What you need to do → Rescale the rows below, starting at the line that contains "of the unbaked" and stopping after the last line of the rows. Reproduce every line in full, and multiply each x and y point coordinate by 0.35, rounding to whole numbers with halves going up.

Data rows →
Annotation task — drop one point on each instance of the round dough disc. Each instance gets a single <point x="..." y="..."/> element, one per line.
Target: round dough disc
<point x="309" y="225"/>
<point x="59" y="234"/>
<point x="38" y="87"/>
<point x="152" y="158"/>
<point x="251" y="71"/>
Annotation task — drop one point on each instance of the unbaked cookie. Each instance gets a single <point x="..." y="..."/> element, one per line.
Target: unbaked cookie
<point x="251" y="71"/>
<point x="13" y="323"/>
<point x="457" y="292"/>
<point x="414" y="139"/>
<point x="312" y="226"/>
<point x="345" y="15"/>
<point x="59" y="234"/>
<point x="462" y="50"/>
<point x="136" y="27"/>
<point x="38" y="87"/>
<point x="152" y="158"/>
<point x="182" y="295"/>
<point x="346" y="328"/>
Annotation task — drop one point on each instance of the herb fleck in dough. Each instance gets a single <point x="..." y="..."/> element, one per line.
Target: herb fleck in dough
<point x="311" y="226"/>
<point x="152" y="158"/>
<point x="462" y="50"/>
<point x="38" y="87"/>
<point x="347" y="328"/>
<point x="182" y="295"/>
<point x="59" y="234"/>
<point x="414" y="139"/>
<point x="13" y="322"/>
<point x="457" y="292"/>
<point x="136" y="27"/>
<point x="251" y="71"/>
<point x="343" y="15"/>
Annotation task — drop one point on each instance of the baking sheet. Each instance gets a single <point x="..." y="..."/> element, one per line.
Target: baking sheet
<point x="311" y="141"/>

Solution below →
Annotation task — drop one point on each instance of the unbaked cookie. Each instance gets a single <point x="..." y="..."/> element, one per line.
Target: unbaked cookie
<point x="88" y="25"/>
<point x="5" y="113"/>
<point x="160" y="102"/>
<point x="145" y="49"/>
<point x="109" y="79"/>
<point x="121" y="5"/>
<point x="21" y="82"/>
<point x="162" y="18"/>
<point x="48" y="9"/>
<point x="13" y="30"/>
<point x="53" y="55"/>
<point x="64" y="103"/>
<point x="121" y="115"/>
Annotation task — drop one point on each instance of the herb fleck in dough. Each instance gets a single <point x="..." y="..."/> element, one per line.
Target: herb fleck in dough
<point x="109" y="79"/>
<point x="53" y="55"/>
<point x="162" y="18"/>
<point x="13" y="30"/>
<point x="121" y="115"/>
<point x="64" y="103"/>
<point x="21" y="82"/>
<point x="145" y="49"/>
<point x="5" y="113"/>
<point x="160" y="102"/>
<point x="48" y="9"/>
<point x="88" y="25"/>
<point x="120" y="5"/>
Annotation task — drop one point on each instance of the baking sheet. Each instance gets a single <point x="..." y="..."/> element, one per line.
Target: baking sheet
<point x="109" y="49"/>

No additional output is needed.